TASK TO CARRY OUT — Format these lines as a numbered list, skipping any blank lines. Leave the pictures out of the answer.

Stored dataset items —
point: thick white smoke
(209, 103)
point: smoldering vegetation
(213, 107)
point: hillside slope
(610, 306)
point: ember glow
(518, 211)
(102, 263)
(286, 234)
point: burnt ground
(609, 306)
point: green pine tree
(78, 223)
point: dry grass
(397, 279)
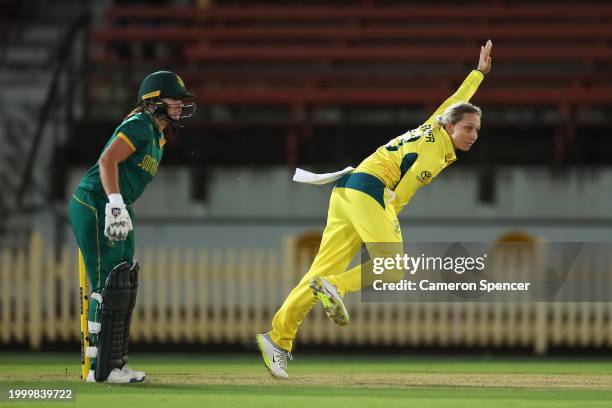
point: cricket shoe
(117, 376)
(136, 376)
(330, 299)
(275, 358)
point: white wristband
(115, 199)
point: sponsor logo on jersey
(424, 176)
(149, 164)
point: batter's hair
(455, 112)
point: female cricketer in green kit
(102, 220)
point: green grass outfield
(240, 380)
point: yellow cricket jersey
(413, 159)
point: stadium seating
(365, 55)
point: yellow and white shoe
(331, 300)
(275, 358)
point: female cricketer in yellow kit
(363, 208)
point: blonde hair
(455, 112)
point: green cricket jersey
(147, 141)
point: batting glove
(117, 222)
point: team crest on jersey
(396, 227)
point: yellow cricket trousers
(357, 213)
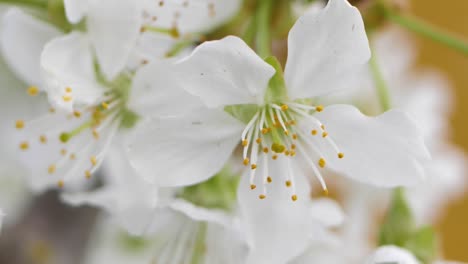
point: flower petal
(192, 16)
(226, 72)
(186, 150)
(386, 150)
(158, 90)
(67, 62)
(75, 10)
(22, 39)
(392, 254)
(113, 32)
(324, 47)
(278, 229)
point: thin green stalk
(380, 84)
(264, 13)
(427, 30)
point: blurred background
(453, 16)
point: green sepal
(423, 244)
(128, 118)
(276, 91)
(130, 243)
(399, 224)
(219, 192)
(243, 113)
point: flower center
(62, 143)
(274, 131)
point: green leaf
(398, 225)
(423, 244)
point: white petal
(186, 150)
(67, 62)
(323, 47)
(22, 39)
(158, 90)
(278, 229)
(113, 28)
(195, 16)
(327, 212)
(75, 10)
(446, 181)
(386, 150)
(392, 254)
(226, 72)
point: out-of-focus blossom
(426, 97)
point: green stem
(264, 13)
(427, 30)
(32, 3)
(380, 84)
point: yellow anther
(66, 98)
(95, 134)
(278, 148)
(43, 139)
(105, 105)
(19, 124)
(24, 145)
(245, 142)
(51, 169)
(33, 90)
(322, 163)
(93, 160)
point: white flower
(424, 94)
(227, 75)
(392, 254)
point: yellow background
(453, 16)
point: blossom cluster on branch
(205, 140)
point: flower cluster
(202, 146)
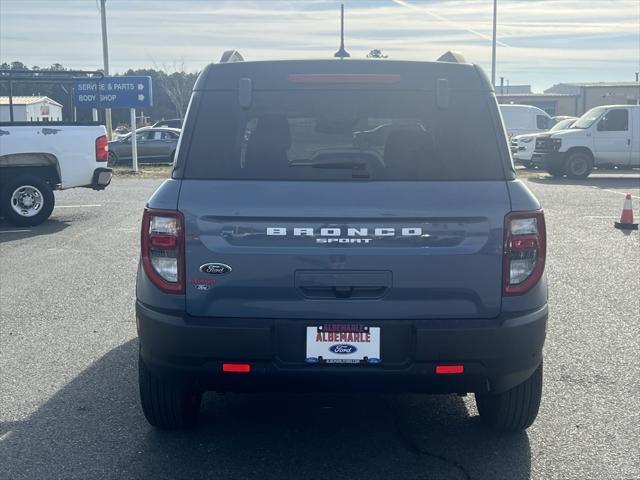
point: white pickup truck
(604, 137)
(36, 159)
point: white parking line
(615, 191)
(76, 206)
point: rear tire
(578, 166)
(164, 403)
(515, 409)
(555, 172)
(27, 201)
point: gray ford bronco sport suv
(342, 224)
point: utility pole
(341, 53)
(493, 44)
(105, 59)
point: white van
(521, 119)
(604, 137)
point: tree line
(171, 91)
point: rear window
(343, 135)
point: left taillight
(102, 149)
(162, 249)
(524, 251)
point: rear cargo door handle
(343, 284)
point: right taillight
(162, 248)
(524, 251)
(102, 149)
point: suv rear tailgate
(351, 250)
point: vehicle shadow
(93, 428)
(10, 232)
(630, 181)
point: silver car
(155, 145)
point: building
(505, 88)
(553, 104)
(594, 94)
(31, 109)
(574, 98)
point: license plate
(343, 343)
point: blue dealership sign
(115, 92)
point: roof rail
(452, 56)
(231, 56)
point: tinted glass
(143, 136)
(562, 124)
(614, 121)
(586, 120)
(343, 135)
(542, 122)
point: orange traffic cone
(626, 219)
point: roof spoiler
(231, 56)
(452, 56)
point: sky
(541, 42)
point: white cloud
(549, 41)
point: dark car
(155, 145)
(171, 123)
(282, 256)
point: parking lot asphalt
(68, 380)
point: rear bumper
(101, 178)
(497, 354)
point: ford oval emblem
(343, 348)
(215, 268)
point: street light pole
(493, 44)
(105, 59)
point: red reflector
(163, 241)
(236, 367)
(449, 369)
(344, 78)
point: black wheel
(578, 165)
(113, 159)
(27, 200)
(164, 404)
(555, 172)
(515, 409)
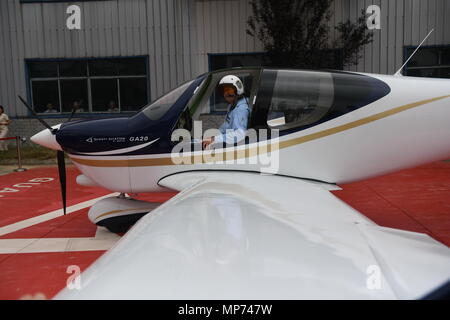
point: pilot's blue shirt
(235, 125)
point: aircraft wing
(241, 235)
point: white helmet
(234, 81)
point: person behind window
(236, 121)
(50, 108)
(112, 106)
(4, 123)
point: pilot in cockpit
(235, 126)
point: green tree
(295, 33)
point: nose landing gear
(119, 213)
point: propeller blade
(62, 176)
(45, 124)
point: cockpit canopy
(279, 99)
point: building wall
(177, 35)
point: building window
(88, 85)
(433, 62)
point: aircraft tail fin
(399, 71)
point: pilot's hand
(207, 142)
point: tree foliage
(295, 33)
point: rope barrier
(19, 158)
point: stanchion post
(19, 157)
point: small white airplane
(260, 222)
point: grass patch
(29, 154)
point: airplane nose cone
(47, 139)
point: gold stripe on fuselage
(238, 154)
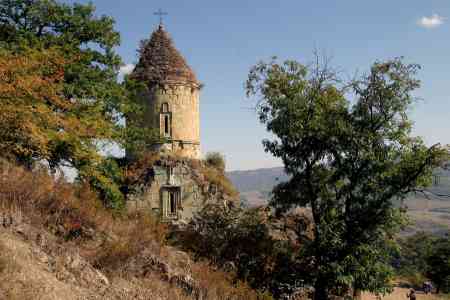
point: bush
(215, 160)
(240, 241)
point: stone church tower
(172, 103)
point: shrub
(240, 241)
(215, 160)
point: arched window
(165, 107)
(166, 125)
(172, 203)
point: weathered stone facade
(172, 189)
(172, 103)
(175, 192)
(175, 111)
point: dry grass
(74, 214)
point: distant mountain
(257, 180)
(256, 185)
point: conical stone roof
(161, 63)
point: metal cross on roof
(160, 13)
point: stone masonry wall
(149, 197)
(183, 106)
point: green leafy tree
(439, 264)
(92, 103)
(215, 160)
(347, 161)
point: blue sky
(221, 40)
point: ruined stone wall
(184, 112)
(193, 196)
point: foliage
(215, 160)
(347, 161)
(71, 216)
(61, 101)
(218, 178)
(240, 241)
(439, 264)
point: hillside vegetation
(57, 241)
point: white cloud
(126, 69)
(433, 21)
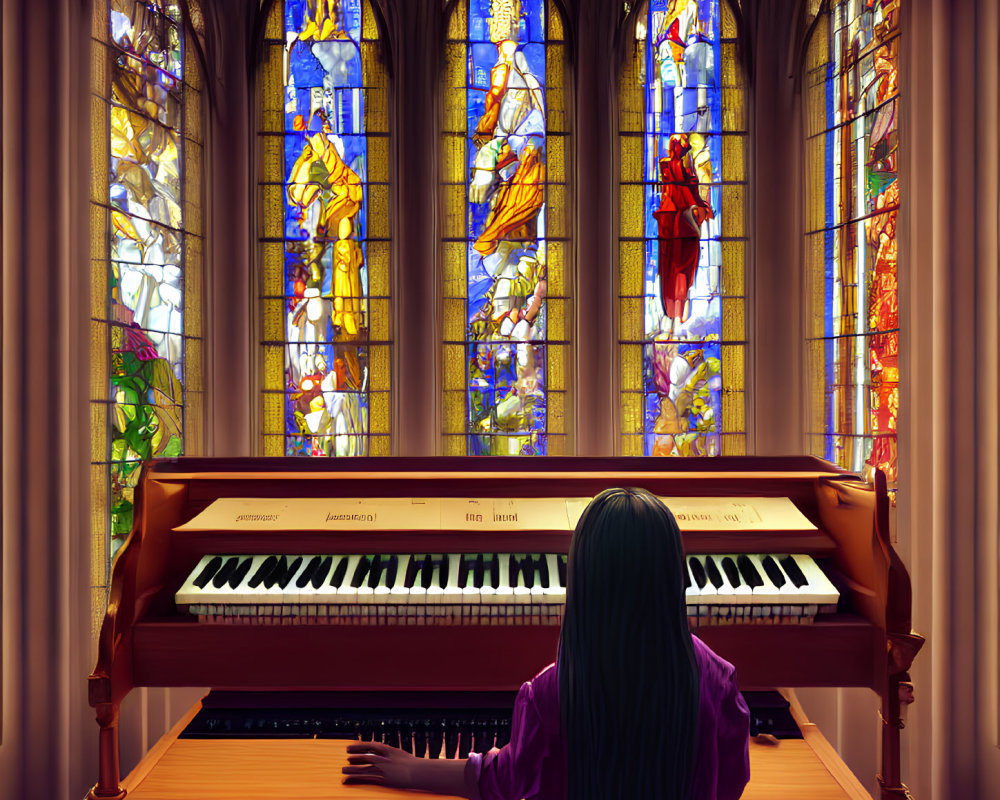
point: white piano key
(398, 594)
(347, 594)
(706, 591)
(470, 592)
(691, 593)
(488, 594)
(522, 594)
(819, 588)
(555, 593)
(190, 594)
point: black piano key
(420, 731)
(749, 572)
(293, 567)
(240, 572)
(773, 571)
(307, 573)
(543, 570)
(435, 738)
(528, 572)
(390, 733)
(495, 571)
(391, 569)
(712, 569)
(276, 574)
(321, 572)
(360, 572)
(223, 574)
(513, 568)
(443, 582)
(206, 574)
(451, 736)
(265, 569)
(465, 740)
(375, 573)
(733, 574)
(427, 572)
(339, 573)
(795, 574)
(698, 571)
(406, 737)
(484, 737)
(411, 572)
(503, 733)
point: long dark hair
(628, 679)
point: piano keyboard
(479, 588)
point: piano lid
(693, 514)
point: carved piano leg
(109, 779)
(898, 696)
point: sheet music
(479, 514)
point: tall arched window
(146, 254)
(504, 247)
(852, 202)
(323, 226)
(682, 245)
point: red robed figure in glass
(680, 215)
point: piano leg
(890, 785)
(109, 780)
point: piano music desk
(309, 769)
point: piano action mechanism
(432, 601)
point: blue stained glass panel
(326, 198)
(682, 170)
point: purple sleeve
(733, 743)
(514, 770)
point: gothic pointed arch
(683, 239)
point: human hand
(379, 764)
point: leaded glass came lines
(146, 252)
(852, 162)
(504, 230)
(682, 327)
(324, 189)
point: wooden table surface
(309, 769)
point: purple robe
(533, 764)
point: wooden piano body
(144, 641)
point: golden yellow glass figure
(347, 261)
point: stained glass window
(504, 232)
(852, 205)
(146, 253)
(681, 317)
(323, 223)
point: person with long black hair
(635, 707)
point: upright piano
(443, 579)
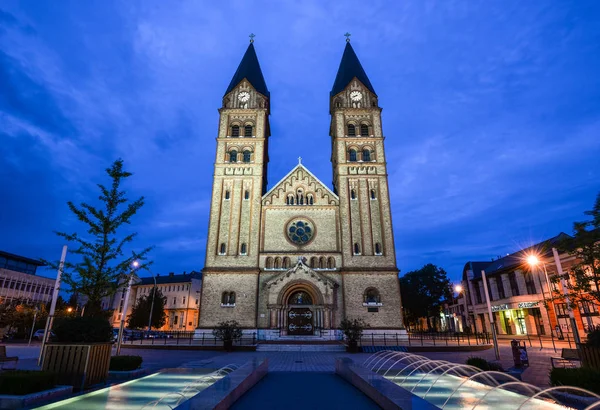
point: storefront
(522, 319)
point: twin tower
(297, 258)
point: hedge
(584, 377)
(125, 363)
(21, 382)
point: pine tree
(102, 267)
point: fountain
(458, 386)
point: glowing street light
(134, 265)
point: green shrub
(584, 377)
(83, 330)
(21, 382)
(478, 362)
(125, 363)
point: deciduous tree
(423, 291)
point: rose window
(300, 232)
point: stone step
(266, 347)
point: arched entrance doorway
(300, 314)
(302, 311)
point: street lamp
(134, 265)
(152, 304)
(459, 289)
(534, 261)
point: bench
(569, 359)
(5, 359)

SOLUTION FOR THIS PROBLEM —
1. point: thick white smoke
2. (209, 103)
3. point: smoldering vegetation
4. (213, 107)
5. point: hillside slope
6. (610, 306)
7. point: ember glow
8. (518, 211)
9. (102, 263)
10. (286, 234)
11. point: burnt ground
12. (609, 306)
13. point: green pine tree
14. (78, 223)
15. point: dry grass
16. (397, 279)
17. point: cricket shoe
18. (117, 376)
19. (136, 376)
20. (330, 299)
21. (275, 358)
22. point: white wristband
23. (115, 199)
24. point: sponsor logo on jersey
25. (424, 176)
26. (149, 164)
27. point: batter's hair
28. (455, 112)
29. point: female cricketer in green kit
30. (102, 220)
31. point: green grass outfield
32. (240, 380)
33. point: yellow cricket jersey
34. (413, 159)
35. point: stadium seating
36. (365, 55)
37. point: yellow and white shoe
38. (331, 300)
39. (275, 358)
40. point: female cricketer in yellow kit
41. (363, 208)
42. point: blonde hair
43. (455, 112)
44. point: green cricket jersey
45. (147, 141)
46. point: batting glove
47. (117, 222)
48. point: team crest on jersey
49. (396, 227)
50. point: yellow cricket trousers
51. (357, 213)
52. point: flower petal
53. (192, 16)
54. (226, 72)
55. (186, 150)
56. (386, 150)
57. (158, 90)
58. (67, 62)
59. (75, 10)
60. (22, 39)
61. (392, 254)
62. (113, 32)
63. (324, 47)
64. (278, 229)
65. point: thin green stalk
66. (380, 84)
67. (264, 13)
68. (427, 30)
69. point: blurred background
70. (453, 16)
71. point: green sepal
72. (423, 244)
73. (128, 118)
74. (276, 91)
75. (130, 243)
76. (399, 224)
77. (219, 192)
78. (243, 113)
79. point: flower center
80. (62, 143)
81. (274, 131)
82. point: green leaf
83. (398, 225)
84. (423, 244)
85. point: white petal
86. (186, 150)
87. (67, 62)
88. (323, 47)
89. (22, 39)
90. (158, 90)
91. (278, 229)
92. (113, 28)
93. (195, 16)
94. (327, 212)
95. (75, 10)
96. (446, 181)
97. (386, 150)
98. (392, 254)
99. (226, 72)
100. point: out-of-focus blossom
101. (426, 97)
102. point: green stem
103. (264, 13)
104. (427, 30)
105. (32, 3)
106. (380, 84)
107. point: yellow anther
108. (66, 98)
109. (95, 134)
110. (278, 148)
111. (43, 139)
112. (105, 105)
113. (19, 124)
114. (24, 145)
115. (245, 142)
116. (51, 169)
117. (33, 90)
118. (322, 163)
119. (93, 160)
120. point: white flower
121. (424, 94)
122. (227, 75)
123. (392, 254)
124. point: yellow background
125. (453, 16)
126. point: blossom cluster on branch
127. (205, 140)
128. point: flower cluster
129. (202, 146)
130. point: white pickup truck
131. (604, 137)
132. (36, 159)
133. point: white parking line
134. (615, 191)
135. (76, 206)
136. point: rear tire
137. (578, 166)
138. (164, 403)
139. (515, 409)
140. (555, 172)
141. (27, 201)
142. point: gray ford bronco sport suv
143. (342, 224)
144. point: utility pole
145. (341, 53)
146. (493, 44)
147. (105, 59)
148. point: white van
149. (521, 119)
150. (604, 137)
151. point: tree line
152. (171, 91)
153. point: rear window
154. (343, 135)
155. point: left taillight
156. (102, 149)
157. (162, 249)
158. (524, 251)
159. point: rear cargo door handle
160. (343, 284)
161. point: right taillight
162. (162, 248)
163. (524, 251)
164. (102, 149)
165. point: suv rear tailgate
166. (351, 250)
167. point: vehicle shadow
168. (93, 428)
169. (10, 232)
170. (630, 181)
171. point: silver car
172. (155, 145)
173. point: building
174. (505, 88)
175. (553, 104)
176. (594, 94)
177. (31, 109)
178. (574, 98)
179. point: license plate
180. (343, 343)
181. point: blue dealership sign
182. (115, 92)
183. point: roof rail
184. (452, 56)
185. (231, 56)
186. point: tinted glass
187. (143, 136)
188. (562, 124)
189. (614, 121)
190. (586, 120)
191. (343, 135)
192. (542, 122)
193. point: orange traffic cone
194. (626, 219)
195. point: roof spoiler
196. (231, 56)
197. (452, 56)
198. point: sky
199. (541, 42)
200. point: white cloud
201. (549, 41)
202. point: dark car
203. (155, 145)
204. (171, 123)
205. (282, 256)
206. point: parking lot asphalt
207. (68, 380)
208. point: rear bumper
209. (101, 178)
210. (497, 354)
211. point: ford oval emblem
212. (343, 348)
213. (215, 268)
214. point: street light pole
215. (493, 44)
216. (105, 59)
217. point: red reflector
218. (163, 241)
219. (236, 367)
220. (449, 369)
221. (344, 78)
222. point: black wheel
223. (578, 165)
224. (113, 159)
225. (27, 200)
226. (164, 404)
227. (555, 172)
228. (515, 409)
229. point: pilot's blue shirt
230. (235, 125)
231. point: aircraft wing
232. (241, 235)
233. point: white helmet
234. (234, 81)
235. point: person behind window
236. (236, 121)
237. (50, 108)
238. (112, 106)
239. (4, 123)
240. point: pilot in cockpit
241. (235, 126)
242. point: green tree
243. (295, 33)
244. point: nose landing gear
245. (119, 213)
246. point: propeller blade
247. (62, 176)
248. (45, 124)
249. point: cockpit canopy
250. (279, 99)
251. point: building wall
252. (177, 35)
253. point: building window
254. (88, 85)
255. (433, 62)
256. point: aircraft tail fin
257. (399, 71)
258. point: pilot's hand
259. (207, 142)
260. point: tree foliage
261. (295, 33)
262. point: rope barrier
263. (19, 158)
264. point: stanchion post
265. (19, 157)
266. point: small white airplane
267. (260, 222)
268. point: grass patch
269. (29, 154)
270. point: airplane nose cone
271. (47, 139)
272. point: gold stripe on fuselage
273. (238, 154)
274. point: bush
275. (215, 160)
276. (240, 241)
277. point: stone church tower
278. (172, 103)
279. point: shrub
280. (240, 241)
281. (215, 160)
282. point: arched window
283. (165, 107)
284. (166, 125)
285. (172, 203)
286. point: weathered stone facade
287. (172, 189)
288. (172, 103)
289. (175, 192)
290. (175, 111)
291. point: dry grass
292. (74, 214)
293. point: distant mountain
294. (257, 180)
295. (256, 185)
296. point: conical stone roof
297. (161, 63)
298. point: metal cross on roof
299. (160, 13)
300. point: stone masonry wall
301. (149, 197)
302. (183, 106)
303. point: green leafy tree
304. (439, 264)
305. (92, 103)
306. (215, 160)
307. (347, 161)
308. point: blue sky
309. (221, 40)
310. point: ruined stone wall
311. (184, 112)
312. (193, 196)
313. point: foliage
314. (215, 160)
315. (347, 161)
316. (71, 216)
317. (61, 101)
318. (218, 178)
319. (240, 241)
320. (439, 264)
321. point: hillside vegetation
322. (57, 241)
323. point: white cloud
324. (126, 69)
325. (433, 21)
326. point: white piano key
327. (398, 594)
328. (347, 594)
329. (706, 591)
330. (470, 592)
331. (691, 593)
332. (488, 594)
333. (522, 594)
334. (819, 588)
335. (555, 593)
336. (190, 594)
337. point: black piano key
338. (420, 731)
339. (749, 572)
340. (293, 567)
341. (240, 572)
342. (773, 571)
343. (307, 573)
344. (543, 570)
345. (435, 738)
346. (528, 572)
347. (390, 733)
348. (495, 571)
349. (391, 569)
350. (712, 569)
351. (276, 574)
352. (321, 572)
353. (360, 572)
354. (223, 574)
355. (513, 568)
356. (443, 582)
357. (206, 574)
358. (451, 736)
359. (265, 569)
360. (465, 740)
361. (375, 573)
362. (733, 574)
363. (427, 572)
364. (339, 573)
365. (795, 574)
366. (698, 571)
367. (406, 737)
368. (484, 737)
369. (411, 572)
370. (503, 733)
371. point: long dark hair
372. (628, 679)
373. point: piano keyboard
374. (479, 588)
375. point: piano lid
376. (693, 514)
377. point: carved piano leg
378. (109, 779)
379. (898, 696)
380. point: sheet music
381. (479, 514)
382. point: tall arched window
383. (146, 254)
384. (504, 247)
385. (852, 202)
386. (323, 226)
387. (682, 245)
388. point: red robed figure in glass
389. (680, 215)
390. point: piano leg
391. (890, 785)
392. (109, 780)
393. point: piano music desk
394. (309, 769)
395. point: piano action mechanism
396. (432, 601)
397. point: blue stained glass panel
398. (326, 198)
399. (682, 170)
400. point: purple sleeve
401. (733, 743)
402. (514, 770)
403. point: gothic pointed arch
404. (683, 239)
405. point: human hand
406. (379, 764)
407. point: leaded glass came lines
408. (146, 252)
409. (852, 162)
410. (504, 230)
411. (682, 327)
412. (324, 189)
413. point: wooden table surface
414. (309, 769)
415. point: purple robe
416. (533, 764)
417. point: wooden piano body
418. (144, 641)
419. point: golden yellow glass figure
420. (347, 261)
421. point: stained glass window
422. (504, 232)
423. (852, 205)
424. (146, 253)
425. (681, 317)
426. (323, 223)
427. point: person with long black hair
428. (635, 707)
429. point: upright piano
430. (443, 579)
431. point: storefront
432. (522, 319)
433. point: twin tower
434. (297, 258)
435. point: hedge
436. (584, 377)
437. (125, 363)
438. (21, 382)
439. point: pine tree
440. (102, 267)
441. point: fountain
442. (458, 386)
443. point: glowing street light
444. (134, 265)
445. point: green shrub
446. (584, 377)
447. (83, 330)
448. (21, 382)
449. (478, 362)
450. (125, 363)
451. point: deciduous tree
452. (423, 291)
453. point: rose window
454. (300, 232)
455. point: stone step
456. (266, 347)
457. point: arched entrance doorway
458. (300, 314)
459. (302, 311)
460. point: street lamp
461. (134, 265)
462. (152, 304)
463. (459, 289)
464. (534, 261)
465. point: bench
466. (569, 359)
467. (5, 359)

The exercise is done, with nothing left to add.